▶ _TASK TO CARRY OUT_: Copy the rows verbatim, starting at the line that contains "Target: whitecap" and continuing through the last of the rows.

* Start PROVIDED MATERIAL *

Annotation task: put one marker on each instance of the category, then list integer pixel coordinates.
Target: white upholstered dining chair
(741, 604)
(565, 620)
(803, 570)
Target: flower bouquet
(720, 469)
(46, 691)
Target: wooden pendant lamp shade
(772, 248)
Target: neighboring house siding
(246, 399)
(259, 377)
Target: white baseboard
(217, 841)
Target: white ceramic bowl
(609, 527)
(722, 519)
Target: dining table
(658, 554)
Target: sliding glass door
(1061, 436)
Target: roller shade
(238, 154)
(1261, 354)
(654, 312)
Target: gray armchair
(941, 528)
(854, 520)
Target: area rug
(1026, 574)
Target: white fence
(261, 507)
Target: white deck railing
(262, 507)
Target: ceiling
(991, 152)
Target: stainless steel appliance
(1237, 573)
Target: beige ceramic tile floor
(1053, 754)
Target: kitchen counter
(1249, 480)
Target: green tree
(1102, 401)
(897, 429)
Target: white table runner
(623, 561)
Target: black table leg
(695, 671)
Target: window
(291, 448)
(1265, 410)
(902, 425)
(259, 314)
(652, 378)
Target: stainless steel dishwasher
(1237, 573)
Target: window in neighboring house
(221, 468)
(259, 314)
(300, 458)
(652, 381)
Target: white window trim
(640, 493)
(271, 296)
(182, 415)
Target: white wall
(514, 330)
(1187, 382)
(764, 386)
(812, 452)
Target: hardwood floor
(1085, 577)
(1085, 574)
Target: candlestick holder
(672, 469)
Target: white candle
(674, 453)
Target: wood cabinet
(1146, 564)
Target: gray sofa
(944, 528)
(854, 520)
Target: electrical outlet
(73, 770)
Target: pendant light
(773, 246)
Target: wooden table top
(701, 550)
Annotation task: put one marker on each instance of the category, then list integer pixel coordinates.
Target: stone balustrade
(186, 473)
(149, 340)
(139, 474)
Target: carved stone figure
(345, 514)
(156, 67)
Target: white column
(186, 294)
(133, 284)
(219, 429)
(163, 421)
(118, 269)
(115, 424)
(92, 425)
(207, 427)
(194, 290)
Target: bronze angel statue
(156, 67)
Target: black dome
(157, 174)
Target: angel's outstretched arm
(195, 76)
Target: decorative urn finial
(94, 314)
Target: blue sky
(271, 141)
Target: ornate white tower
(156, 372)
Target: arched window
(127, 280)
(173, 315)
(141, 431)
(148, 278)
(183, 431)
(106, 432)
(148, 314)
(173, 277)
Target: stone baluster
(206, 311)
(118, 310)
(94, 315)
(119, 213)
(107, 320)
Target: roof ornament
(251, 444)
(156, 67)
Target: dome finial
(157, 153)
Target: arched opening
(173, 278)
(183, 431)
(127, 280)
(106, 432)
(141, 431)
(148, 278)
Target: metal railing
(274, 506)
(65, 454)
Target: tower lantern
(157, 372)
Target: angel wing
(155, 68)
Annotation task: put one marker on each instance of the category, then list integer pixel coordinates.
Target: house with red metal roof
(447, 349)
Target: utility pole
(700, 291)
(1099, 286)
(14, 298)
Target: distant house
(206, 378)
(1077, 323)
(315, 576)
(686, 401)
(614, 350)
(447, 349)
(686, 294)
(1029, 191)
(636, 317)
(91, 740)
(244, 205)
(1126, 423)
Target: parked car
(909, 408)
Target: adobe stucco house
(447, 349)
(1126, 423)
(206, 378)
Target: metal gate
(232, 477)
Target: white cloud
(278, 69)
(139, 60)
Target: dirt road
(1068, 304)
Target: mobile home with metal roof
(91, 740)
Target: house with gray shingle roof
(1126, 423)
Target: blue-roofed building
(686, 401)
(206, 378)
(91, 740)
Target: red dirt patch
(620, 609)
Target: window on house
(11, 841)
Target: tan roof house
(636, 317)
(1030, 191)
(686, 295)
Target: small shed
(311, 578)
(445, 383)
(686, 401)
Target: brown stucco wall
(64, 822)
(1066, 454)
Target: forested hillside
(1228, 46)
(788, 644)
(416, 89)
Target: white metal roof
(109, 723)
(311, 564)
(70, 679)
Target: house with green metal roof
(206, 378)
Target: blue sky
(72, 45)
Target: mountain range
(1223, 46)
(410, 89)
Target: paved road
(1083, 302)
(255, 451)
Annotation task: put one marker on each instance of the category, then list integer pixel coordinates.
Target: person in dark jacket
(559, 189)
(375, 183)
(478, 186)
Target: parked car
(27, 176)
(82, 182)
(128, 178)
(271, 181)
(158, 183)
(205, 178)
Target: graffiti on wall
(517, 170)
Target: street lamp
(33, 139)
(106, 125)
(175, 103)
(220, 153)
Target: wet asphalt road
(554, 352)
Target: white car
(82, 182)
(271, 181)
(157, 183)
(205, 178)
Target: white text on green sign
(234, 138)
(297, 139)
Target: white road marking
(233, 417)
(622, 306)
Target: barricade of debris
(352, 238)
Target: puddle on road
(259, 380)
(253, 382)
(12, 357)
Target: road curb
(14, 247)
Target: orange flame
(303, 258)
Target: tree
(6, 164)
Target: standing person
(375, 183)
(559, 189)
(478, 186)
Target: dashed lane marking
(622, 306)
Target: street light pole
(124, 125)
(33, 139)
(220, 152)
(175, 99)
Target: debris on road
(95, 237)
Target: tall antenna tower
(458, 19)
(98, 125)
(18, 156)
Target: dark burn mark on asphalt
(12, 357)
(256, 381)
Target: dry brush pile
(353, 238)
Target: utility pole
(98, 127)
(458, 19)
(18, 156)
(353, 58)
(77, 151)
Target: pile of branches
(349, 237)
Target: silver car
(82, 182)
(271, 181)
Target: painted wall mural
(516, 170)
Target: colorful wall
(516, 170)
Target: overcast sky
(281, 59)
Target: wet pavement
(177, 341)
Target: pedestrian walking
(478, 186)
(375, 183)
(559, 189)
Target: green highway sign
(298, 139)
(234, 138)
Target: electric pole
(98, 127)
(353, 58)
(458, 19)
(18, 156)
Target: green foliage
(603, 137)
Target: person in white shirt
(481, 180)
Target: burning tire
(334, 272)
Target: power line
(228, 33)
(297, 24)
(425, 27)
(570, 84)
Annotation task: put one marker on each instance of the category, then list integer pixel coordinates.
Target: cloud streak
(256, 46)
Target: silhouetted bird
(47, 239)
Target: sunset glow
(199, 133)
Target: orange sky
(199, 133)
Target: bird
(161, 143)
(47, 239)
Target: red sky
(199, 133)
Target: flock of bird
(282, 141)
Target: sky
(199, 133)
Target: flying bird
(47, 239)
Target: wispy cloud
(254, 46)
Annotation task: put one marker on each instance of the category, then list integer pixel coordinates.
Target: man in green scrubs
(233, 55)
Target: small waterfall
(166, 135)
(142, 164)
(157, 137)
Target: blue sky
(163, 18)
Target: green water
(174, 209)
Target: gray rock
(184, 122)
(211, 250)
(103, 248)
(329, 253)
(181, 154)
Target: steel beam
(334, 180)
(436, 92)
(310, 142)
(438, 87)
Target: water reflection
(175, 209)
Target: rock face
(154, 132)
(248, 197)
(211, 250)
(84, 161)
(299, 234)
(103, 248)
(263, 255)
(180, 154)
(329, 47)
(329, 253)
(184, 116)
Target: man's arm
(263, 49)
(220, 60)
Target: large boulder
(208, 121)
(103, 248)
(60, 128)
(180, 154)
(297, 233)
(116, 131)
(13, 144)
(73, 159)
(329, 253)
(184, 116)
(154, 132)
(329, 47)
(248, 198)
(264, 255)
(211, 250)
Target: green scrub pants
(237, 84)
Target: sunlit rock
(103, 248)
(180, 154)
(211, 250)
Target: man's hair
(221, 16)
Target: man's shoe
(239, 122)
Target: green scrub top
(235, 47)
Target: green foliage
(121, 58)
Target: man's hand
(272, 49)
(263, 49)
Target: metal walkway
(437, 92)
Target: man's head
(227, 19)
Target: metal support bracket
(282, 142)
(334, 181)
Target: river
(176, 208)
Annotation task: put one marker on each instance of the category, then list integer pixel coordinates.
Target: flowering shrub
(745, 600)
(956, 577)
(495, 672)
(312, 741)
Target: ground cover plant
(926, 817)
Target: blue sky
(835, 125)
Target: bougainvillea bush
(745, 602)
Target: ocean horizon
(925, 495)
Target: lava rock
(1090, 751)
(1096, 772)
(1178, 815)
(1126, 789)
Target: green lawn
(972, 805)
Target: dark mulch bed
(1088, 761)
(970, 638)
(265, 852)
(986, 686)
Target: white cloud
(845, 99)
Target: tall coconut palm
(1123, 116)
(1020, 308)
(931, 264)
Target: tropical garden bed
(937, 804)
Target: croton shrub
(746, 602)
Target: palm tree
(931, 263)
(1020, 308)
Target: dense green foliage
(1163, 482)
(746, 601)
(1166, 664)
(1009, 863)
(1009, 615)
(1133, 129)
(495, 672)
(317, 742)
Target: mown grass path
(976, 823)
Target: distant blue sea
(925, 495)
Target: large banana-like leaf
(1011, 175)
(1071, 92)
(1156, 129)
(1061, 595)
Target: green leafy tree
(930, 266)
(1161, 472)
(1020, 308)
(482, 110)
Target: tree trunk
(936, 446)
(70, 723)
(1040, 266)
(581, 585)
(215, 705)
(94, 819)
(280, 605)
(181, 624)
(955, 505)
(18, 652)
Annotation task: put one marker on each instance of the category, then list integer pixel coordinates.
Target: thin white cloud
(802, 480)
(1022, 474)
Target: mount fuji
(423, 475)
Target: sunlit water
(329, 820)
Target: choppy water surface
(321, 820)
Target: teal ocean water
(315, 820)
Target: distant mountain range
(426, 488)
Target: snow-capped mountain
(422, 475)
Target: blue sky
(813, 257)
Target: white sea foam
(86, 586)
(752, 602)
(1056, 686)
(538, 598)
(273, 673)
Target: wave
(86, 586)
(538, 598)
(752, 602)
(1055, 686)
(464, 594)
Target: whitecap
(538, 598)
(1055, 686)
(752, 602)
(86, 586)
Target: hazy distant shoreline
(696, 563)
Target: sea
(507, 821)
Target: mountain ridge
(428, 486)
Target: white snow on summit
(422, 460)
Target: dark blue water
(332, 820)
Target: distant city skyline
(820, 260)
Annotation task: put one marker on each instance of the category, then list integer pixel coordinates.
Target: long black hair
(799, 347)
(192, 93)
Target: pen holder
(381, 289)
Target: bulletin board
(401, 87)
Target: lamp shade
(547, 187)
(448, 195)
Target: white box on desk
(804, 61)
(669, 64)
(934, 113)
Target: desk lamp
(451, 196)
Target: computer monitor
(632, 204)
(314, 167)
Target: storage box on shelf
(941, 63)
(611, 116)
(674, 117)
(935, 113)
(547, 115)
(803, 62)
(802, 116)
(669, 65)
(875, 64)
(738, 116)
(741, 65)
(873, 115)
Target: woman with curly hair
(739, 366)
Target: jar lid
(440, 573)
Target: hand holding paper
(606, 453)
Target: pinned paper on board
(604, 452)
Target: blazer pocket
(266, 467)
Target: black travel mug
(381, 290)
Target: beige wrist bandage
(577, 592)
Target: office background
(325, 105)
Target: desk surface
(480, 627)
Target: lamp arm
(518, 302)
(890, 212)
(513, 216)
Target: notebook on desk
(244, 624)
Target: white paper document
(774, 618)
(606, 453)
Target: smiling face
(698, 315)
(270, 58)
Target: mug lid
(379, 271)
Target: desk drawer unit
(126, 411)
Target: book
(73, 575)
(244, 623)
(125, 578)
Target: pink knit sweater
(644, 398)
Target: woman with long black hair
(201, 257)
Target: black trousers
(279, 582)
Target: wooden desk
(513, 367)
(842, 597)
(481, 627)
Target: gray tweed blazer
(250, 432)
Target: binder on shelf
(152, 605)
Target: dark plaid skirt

* End PROVIDED MATERIAL *

▶ _EXERCISE RESPONSE_:
Target: whitecap
(538, 598)
(1055, 686)
(752, 602)
(86, 586)
Target: hazy distant shoreline
(696, 563)
Target: sea
(507, 821)
Target: mountain ridge
(428, 486)
Target: white snow on summit
(422, 460)
Target: dark blue water
(332, 820)
Target: distant city skyline
(820, 260)
Annotation task: put one marker on each instance of the category, then list integer pixel coordinates.
Target: long black hair
(799, 347)
(192, 93)
Target: pen holder
(381, 289)
Target: bulletin board
(401, 87)
Target: lamp shade
(547, 187)
(448, 195)
Target: white box on desk
(804, 61)
(669, 64)
(934, 113)
Target: desk lamp
(451, 196)
Target: computer monitor
(632, 204)
(314, 167)
Target: storage box on shelf
(941, 63)
(611, 116)
(674, 117)
(935, 113)
(547, 115)
(803, 62)
(802, 116)
(669, 65)
(875, 64)
(738, 116)
(741, 65)
(873, 115)
Target: woman with curly hair
(739, 366)
Target: jar lid
(440, 573)
Target: hand holding paper
(606, 453)
Target: pinned paper on board
(604, 452)
Target: blazer pocket
(266, 467)
Target: black travel mug
(381, 290)
Target: beige wrist bandage
(577, 592)
Target: office background
(325, 105)
Target: desk surface
(480, 627)
Target: lamp arm
(518, 302)
(890, 212)
(513, 216)
Target: notebook on desk
(244, 624)
Target: white paper document
(774, 618)
(606, 453)
Target: smiling face
(698, 315)
(270, 58)
Target: mug lid
(379, 271)
Target: desk drawer unit
(126, 411)
Target: book
(73, 575)
(244, 623)
(125, 578)
Target: pink knit sweater
(644, 398)
Target: woman with long black hair
(201, 257)
Target: black trousers
(279, 582)
Target: wooden desk
(513, 367)
(842, 597)
(481, 627)
Target: gray tweed blazer
(250, 432)
Target: binder on shelf
(152, 605)
Target: dark plaid skirt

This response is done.